## SOURCE EXTRACT

Location! Location! Location! The setting of a play or movie can transport you to another time or place and set the tone for the emotions of the show. I recently saw a production at the Suzanne Roberts Theater called, “EmpathitRaX”. The show is a searing, darkly funny sci-fi story of a young couple who turn to a breakthrough in pharmacology to save their fractured relationship.
The person responsible for creating the set design, which highlights the intensity that permeates the show, is designer Chris Haig. Haig enjoyed ten seasons as the Props Supervisor at Arden Theatre Company and has designed throughout Philly for over 20 years. He received a Barrymore nomination for Best Scenic Design for (prior Portrait subject) R. Eric Thomas’ “Time Is On Our Side.”
So what was the setting for your first entrance?
I was born in Harrisburg, but I grew up in Norristown.
Tell me a little about the family?
I have an older sister; both of my parents are retired now, but my dad was a glass contractor, so he sold glass to buildings like One Liberty Place. My mom was a nurse originally but later started working at GlaxoSmithKlein, the pharmaceutical company. They’re both watercolor artists, not professional, just as a hobby, but art was always around. They’d take me into Philly to see shows when I was a kid so I was into the arts at a young age.
Yes; when I was about 8 years old, they took me to see “Cats” at the Forrest Theater. It was the first musical I saw and it changed my world. After that I had a chance to do community theater and school plays, and then went to college at UArts where I majored in acting. At that time they didn’t have a design program. I never actually went to design school; I’ve just accumulated knowledge throughout the 20 something years I’ve been doing it.

## DESCRIPTION OF THE TASK
Please repeat word for word the passage of the Chris Haig interview that begins with the words "I have an older" and ends with "a young age.".

Collected data entries:
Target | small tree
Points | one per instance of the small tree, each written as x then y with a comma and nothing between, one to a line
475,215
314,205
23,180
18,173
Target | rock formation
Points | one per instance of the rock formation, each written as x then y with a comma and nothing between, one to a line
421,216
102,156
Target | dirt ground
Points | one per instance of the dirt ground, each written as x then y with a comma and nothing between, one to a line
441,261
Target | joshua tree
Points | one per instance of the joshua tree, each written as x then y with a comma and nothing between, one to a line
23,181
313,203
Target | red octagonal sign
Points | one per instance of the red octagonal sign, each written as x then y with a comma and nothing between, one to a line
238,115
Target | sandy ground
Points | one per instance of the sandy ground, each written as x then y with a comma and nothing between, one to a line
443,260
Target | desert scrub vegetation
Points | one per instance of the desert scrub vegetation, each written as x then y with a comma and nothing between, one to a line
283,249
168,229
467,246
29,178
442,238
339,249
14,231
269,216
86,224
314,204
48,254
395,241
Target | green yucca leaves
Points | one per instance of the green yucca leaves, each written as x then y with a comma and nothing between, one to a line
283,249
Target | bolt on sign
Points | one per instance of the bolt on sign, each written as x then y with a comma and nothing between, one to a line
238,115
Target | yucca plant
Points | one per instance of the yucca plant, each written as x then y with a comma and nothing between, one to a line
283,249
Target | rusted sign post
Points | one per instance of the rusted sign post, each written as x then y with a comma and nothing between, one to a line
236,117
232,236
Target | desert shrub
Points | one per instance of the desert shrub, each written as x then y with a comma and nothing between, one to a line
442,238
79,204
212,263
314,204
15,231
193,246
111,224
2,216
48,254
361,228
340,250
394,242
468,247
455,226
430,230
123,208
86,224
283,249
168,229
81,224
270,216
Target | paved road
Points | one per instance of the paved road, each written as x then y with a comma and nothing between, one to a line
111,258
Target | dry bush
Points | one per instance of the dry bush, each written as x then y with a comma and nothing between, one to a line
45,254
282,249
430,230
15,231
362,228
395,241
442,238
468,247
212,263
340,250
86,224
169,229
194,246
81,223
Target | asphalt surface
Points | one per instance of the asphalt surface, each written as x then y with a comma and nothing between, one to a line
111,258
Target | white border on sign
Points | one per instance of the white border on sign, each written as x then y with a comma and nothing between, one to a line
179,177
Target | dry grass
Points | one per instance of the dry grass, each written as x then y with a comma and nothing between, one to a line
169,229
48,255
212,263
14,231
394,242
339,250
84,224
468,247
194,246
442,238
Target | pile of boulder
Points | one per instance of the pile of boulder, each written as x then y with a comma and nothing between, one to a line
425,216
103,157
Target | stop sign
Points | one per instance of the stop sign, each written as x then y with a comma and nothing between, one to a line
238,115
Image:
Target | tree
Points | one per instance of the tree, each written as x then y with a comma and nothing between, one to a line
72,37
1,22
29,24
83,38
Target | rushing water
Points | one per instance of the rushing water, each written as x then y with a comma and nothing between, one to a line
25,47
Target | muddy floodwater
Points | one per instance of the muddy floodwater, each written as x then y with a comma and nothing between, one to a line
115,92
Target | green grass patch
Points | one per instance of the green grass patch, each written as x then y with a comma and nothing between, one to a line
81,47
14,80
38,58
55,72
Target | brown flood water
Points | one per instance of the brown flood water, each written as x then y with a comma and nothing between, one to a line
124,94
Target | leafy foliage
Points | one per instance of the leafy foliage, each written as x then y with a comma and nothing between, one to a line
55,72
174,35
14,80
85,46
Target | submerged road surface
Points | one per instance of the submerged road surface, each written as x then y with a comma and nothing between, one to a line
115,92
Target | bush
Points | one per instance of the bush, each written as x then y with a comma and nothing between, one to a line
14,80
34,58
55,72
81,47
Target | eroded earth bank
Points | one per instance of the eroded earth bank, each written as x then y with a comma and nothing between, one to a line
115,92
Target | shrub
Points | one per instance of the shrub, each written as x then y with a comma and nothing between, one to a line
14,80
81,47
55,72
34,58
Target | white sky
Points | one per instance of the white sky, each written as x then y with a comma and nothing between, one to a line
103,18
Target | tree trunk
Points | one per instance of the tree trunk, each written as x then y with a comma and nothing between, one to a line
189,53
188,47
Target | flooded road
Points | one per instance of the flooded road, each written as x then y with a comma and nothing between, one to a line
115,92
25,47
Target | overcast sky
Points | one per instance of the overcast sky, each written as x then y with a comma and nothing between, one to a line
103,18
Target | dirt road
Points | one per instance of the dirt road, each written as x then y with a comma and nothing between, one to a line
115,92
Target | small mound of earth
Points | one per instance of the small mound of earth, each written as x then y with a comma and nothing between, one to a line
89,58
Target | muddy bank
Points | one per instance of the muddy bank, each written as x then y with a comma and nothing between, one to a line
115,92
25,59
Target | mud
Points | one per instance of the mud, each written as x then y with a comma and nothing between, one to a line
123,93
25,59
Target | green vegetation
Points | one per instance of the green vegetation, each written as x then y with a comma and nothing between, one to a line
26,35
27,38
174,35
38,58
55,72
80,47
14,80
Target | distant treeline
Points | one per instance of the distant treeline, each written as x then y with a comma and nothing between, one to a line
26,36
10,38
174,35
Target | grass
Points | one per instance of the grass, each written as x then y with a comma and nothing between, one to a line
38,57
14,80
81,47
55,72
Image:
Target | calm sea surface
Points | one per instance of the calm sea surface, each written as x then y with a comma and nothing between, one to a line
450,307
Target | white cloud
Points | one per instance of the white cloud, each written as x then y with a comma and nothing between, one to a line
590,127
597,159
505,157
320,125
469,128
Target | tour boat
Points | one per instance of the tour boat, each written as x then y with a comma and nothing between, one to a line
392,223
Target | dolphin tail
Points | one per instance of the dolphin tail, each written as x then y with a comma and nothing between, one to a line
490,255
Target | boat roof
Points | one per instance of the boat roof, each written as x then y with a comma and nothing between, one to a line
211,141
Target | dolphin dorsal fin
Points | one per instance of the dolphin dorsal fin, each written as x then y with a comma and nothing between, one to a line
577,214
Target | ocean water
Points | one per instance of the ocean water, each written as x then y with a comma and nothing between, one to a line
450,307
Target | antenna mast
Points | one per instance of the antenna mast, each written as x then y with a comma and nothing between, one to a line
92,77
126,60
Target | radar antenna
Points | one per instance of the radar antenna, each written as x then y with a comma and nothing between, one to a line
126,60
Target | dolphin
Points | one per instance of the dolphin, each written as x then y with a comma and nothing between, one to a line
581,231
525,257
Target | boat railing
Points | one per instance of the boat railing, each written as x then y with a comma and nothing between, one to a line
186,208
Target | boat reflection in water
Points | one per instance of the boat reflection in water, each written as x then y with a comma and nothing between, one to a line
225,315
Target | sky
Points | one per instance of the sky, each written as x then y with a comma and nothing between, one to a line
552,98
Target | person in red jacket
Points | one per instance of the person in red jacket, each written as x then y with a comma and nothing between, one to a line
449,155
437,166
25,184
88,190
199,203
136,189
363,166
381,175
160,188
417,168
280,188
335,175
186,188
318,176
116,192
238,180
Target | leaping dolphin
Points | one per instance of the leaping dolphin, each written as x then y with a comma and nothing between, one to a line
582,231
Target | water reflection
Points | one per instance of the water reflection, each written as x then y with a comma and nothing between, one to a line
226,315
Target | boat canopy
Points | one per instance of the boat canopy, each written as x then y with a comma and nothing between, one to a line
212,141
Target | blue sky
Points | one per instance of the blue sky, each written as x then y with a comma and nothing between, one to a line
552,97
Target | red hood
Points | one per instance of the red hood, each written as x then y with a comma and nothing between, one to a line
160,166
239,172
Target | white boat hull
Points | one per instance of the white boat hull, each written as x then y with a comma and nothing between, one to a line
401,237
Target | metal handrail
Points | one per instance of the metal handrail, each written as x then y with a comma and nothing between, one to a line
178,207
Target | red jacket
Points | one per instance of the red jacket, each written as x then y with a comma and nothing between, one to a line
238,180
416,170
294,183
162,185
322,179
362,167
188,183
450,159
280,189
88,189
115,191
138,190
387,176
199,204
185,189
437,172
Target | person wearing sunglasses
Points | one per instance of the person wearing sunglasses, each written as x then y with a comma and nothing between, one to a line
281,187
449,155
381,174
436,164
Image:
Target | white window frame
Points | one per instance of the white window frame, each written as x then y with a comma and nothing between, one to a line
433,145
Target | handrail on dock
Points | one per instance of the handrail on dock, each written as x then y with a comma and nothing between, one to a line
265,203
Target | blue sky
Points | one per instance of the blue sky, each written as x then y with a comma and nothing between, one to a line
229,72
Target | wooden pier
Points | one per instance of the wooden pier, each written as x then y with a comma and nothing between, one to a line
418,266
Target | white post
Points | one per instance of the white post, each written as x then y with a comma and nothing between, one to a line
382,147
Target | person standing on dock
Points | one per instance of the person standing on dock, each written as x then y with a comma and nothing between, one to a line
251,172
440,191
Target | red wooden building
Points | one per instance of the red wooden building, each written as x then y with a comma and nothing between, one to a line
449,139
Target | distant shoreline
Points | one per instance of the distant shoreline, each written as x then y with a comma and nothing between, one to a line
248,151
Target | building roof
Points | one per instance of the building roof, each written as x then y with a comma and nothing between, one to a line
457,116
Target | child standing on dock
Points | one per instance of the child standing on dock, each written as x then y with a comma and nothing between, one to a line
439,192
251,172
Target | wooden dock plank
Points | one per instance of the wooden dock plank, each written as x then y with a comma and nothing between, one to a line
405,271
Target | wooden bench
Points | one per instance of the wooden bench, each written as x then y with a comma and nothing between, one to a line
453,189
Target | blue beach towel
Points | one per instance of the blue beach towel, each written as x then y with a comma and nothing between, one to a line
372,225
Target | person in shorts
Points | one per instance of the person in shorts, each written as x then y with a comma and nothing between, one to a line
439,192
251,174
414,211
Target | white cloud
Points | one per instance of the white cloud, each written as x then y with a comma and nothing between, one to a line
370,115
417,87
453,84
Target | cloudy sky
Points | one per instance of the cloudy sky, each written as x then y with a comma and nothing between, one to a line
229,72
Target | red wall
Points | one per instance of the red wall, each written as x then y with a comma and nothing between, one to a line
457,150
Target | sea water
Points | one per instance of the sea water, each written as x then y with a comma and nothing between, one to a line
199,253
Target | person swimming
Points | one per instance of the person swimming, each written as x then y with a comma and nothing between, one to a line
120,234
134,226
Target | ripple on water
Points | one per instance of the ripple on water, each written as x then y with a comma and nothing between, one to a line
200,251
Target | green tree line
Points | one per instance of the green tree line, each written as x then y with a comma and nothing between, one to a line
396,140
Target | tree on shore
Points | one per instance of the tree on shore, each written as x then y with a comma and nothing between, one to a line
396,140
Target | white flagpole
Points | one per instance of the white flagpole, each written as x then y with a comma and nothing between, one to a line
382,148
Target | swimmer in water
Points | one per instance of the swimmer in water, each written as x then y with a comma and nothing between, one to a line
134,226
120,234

## SOLUTION TO THIS TASK
I have an older sister; both of my parents are retired now, but my dad was a glass contractor, so he sold glass to buildings like One Liberty Place. My mom was a nurse originally but later started working at GlaxoSmithKlein, the pharmaceutical company. They’re both watercolor artists, not professional, just as a hobby, but art was always around. They’d take me into Philly to see shows when I was a kid so I was into the arts at a young age.